◆ **Stated task**
Write each line exactly as it stands, from the line containing "Roster-mapping task: tag the man's outstretched" through the end of the data.

#### Data provided

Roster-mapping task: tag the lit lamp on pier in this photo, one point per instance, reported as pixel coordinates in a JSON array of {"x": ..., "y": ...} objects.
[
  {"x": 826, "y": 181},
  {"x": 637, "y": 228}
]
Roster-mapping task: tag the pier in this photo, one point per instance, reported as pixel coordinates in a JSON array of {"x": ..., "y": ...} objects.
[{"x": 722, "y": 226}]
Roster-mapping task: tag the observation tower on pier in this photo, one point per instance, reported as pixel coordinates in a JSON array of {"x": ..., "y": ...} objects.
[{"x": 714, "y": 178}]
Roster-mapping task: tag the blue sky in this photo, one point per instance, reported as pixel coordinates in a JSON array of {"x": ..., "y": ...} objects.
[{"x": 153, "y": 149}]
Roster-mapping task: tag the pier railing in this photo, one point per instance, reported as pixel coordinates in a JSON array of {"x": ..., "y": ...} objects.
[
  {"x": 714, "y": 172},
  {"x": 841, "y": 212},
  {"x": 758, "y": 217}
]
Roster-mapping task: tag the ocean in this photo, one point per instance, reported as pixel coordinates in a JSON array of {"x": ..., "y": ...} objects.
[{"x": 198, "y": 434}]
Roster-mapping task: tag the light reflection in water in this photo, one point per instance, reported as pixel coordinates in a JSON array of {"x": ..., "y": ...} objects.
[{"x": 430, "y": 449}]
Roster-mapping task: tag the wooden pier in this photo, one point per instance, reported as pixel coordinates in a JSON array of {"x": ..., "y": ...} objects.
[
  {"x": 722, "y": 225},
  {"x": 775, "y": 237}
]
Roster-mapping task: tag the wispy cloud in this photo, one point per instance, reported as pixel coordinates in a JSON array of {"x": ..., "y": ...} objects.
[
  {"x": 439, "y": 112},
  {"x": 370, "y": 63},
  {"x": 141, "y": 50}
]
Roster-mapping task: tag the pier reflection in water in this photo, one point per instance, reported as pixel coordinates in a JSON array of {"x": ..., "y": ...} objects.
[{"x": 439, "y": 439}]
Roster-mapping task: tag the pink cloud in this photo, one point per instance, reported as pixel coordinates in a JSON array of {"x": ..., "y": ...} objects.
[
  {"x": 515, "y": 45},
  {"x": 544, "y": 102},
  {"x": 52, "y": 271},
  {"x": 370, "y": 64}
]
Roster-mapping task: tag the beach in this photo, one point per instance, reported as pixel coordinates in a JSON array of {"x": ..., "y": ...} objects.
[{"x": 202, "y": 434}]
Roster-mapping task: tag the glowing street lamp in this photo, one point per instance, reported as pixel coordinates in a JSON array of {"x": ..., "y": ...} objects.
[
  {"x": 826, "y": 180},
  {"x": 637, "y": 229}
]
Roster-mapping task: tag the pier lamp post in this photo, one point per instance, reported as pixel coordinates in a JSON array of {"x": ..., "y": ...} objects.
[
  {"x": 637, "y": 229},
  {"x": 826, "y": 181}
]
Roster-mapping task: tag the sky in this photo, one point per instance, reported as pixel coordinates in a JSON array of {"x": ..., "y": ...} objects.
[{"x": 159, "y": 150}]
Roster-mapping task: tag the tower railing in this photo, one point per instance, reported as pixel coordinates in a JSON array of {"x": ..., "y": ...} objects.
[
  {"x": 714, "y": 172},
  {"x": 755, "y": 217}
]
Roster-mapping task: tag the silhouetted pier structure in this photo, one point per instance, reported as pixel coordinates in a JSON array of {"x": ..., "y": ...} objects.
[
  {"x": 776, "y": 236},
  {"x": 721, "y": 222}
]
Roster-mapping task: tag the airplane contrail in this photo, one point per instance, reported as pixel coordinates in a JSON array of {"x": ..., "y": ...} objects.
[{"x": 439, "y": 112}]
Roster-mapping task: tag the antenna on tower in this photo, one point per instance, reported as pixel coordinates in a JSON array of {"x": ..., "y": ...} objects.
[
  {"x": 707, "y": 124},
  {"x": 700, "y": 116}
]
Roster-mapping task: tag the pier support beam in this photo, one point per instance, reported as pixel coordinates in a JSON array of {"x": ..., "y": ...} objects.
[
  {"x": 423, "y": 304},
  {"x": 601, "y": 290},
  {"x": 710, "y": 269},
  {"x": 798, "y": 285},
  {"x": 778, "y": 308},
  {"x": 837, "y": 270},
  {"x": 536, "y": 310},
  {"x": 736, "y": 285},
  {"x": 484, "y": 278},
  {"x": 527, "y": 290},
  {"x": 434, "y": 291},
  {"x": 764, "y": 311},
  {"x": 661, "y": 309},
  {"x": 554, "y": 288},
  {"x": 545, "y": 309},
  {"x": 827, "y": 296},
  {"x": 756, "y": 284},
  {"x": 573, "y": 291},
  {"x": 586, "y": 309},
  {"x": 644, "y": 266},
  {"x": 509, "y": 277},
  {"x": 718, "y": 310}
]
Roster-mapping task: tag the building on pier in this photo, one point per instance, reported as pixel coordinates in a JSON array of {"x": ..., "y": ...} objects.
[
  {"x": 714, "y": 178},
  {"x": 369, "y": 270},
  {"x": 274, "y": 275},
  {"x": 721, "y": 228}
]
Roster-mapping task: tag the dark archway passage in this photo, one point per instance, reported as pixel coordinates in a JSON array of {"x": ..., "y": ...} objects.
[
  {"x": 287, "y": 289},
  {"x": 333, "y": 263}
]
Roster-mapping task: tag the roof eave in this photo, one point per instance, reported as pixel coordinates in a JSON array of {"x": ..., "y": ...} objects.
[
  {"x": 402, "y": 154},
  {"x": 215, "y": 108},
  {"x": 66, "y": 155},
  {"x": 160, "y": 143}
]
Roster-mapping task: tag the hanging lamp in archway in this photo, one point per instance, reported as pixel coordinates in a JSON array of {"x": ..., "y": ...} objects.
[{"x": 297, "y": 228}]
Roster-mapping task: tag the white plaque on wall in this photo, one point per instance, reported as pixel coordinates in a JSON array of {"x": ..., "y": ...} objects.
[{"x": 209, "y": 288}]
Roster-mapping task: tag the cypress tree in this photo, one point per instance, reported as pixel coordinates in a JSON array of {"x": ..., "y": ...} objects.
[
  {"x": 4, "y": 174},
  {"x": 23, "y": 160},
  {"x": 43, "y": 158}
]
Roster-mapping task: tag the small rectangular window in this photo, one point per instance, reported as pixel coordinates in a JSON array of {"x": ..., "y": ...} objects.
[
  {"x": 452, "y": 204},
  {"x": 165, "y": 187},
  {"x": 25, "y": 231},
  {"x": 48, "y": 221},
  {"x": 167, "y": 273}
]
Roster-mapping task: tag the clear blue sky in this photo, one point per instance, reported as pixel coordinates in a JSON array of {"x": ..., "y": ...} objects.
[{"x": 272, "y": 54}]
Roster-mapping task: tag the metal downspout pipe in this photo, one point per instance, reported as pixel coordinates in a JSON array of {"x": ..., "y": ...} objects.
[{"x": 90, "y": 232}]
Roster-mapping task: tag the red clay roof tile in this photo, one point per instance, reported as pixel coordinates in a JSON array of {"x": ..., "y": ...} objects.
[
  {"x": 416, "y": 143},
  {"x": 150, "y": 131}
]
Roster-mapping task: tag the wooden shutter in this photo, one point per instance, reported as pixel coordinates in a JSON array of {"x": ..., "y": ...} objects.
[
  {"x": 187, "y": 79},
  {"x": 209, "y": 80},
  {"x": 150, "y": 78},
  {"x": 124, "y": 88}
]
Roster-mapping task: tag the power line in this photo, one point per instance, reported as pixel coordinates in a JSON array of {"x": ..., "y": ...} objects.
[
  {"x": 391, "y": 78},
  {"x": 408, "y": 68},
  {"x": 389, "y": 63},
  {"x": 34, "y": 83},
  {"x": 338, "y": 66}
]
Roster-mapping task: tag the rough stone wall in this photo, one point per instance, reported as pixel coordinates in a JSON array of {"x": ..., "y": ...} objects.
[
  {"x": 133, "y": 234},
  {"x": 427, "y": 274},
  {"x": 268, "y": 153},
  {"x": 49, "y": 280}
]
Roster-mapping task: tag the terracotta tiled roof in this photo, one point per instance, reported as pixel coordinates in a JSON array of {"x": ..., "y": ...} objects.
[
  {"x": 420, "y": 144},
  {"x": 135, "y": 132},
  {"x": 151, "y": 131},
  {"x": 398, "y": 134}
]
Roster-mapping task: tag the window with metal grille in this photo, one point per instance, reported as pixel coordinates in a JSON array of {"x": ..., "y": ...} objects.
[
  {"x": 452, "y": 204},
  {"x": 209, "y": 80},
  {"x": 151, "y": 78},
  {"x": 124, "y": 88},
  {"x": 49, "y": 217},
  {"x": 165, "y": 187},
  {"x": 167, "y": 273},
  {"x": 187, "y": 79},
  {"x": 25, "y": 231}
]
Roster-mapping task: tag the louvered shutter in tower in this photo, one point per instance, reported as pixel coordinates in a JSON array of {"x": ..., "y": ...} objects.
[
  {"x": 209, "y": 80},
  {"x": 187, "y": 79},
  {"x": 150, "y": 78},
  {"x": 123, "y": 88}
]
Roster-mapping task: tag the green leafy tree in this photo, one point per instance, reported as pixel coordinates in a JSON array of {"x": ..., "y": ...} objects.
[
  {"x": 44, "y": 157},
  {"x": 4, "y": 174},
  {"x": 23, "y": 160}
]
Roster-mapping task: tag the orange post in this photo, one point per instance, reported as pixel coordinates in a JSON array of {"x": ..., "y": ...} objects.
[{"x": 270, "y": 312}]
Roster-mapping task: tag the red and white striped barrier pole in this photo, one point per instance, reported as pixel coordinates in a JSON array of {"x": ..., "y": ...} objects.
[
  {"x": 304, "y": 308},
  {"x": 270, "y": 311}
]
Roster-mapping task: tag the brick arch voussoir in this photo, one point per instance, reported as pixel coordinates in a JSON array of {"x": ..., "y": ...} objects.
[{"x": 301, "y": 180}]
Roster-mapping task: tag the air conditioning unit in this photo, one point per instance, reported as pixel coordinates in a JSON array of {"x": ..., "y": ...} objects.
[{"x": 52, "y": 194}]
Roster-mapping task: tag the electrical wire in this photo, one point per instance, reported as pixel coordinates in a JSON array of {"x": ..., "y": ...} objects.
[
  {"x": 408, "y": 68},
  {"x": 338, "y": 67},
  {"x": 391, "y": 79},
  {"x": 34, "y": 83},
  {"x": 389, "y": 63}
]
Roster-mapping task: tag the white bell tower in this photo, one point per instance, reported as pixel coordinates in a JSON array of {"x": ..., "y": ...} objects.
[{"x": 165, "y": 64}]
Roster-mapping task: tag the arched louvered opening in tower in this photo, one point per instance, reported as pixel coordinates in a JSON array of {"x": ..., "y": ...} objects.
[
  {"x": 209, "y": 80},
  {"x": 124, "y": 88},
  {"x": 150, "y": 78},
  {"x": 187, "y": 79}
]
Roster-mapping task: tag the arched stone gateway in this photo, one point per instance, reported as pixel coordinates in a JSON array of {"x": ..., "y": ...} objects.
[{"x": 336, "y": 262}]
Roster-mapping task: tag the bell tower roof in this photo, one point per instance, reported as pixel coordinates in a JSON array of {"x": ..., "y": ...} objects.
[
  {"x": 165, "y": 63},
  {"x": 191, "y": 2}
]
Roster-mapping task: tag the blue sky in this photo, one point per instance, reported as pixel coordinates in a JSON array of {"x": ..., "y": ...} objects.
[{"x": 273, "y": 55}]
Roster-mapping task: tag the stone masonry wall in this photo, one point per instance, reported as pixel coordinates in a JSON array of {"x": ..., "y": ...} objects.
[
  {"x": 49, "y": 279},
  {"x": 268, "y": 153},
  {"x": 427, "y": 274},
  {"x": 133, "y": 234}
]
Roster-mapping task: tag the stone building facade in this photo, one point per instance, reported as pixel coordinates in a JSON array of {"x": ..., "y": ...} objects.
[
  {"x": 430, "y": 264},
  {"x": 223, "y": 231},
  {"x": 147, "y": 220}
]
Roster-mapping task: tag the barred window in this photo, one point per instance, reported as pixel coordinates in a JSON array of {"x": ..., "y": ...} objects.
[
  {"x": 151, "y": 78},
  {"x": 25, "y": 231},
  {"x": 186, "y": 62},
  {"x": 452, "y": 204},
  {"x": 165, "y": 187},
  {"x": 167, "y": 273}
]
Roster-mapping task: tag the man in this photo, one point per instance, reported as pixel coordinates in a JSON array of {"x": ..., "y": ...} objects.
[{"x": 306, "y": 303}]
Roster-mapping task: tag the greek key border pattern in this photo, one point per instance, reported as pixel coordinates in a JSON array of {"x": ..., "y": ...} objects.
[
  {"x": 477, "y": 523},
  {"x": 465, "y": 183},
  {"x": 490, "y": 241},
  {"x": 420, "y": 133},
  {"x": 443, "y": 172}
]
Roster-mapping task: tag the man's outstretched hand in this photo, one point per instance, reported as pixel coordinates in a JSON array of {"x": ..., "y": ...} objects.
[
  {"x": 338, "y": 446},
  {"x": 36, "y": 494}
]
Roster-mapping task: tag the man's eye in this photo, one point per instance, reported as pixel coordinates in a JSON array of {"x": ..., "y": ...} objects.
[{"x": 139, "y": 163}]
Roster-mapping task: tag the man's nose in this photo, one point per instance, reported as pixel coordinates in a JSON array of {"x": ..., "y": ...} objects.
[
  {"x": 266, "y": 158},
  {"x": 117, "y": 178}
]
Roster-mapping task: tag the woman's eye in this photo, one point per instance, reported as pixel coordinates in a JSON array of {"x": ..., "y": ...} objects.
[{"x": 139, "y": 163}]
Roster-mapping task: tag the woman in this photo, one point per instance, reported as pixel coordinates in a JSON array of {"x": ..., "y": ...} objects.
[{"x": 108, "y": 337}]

########

◆ **Response to this exercise**
Roster-mapping task: tag the man's outstretched hand in this photo, one point per instance, reported as pixel coordinates in a JSON array of {"x": ..., "y": ...} objects.
[
  {"x": 338, "y": 446},
  {"x": 36, "y": 494}
]
Roster-mapping task: tag the man's eye in this photo, one point per instance, reported as pixel coordinates in a JSON array of {"x": ..., "y": ...} objects.
[{"x": 139, "y": 163}]
Roster-mapping task: tag the man's nose in this photo, one point per instance, reported as pixel coordinates in a JSON array of {"x": ..., "y": ...} objects.
[
  {"x": 266, "y": 158},
  {"x": 117, "y": 178}
]
Roster-mapping task: tag the woman's eye in this photo, one point per instance, reported as pixel coordinates in a JSON array of {"x": ..., "y": ...} objects.
[{"x": 139, "y": 163}]
Roster-mapping task: tag the woman in this photo, one point per instance, reported as pixel coordinates in a JSON array of {"x": ..., "y": ...} objects.
[{"x": 108, "y": 337}]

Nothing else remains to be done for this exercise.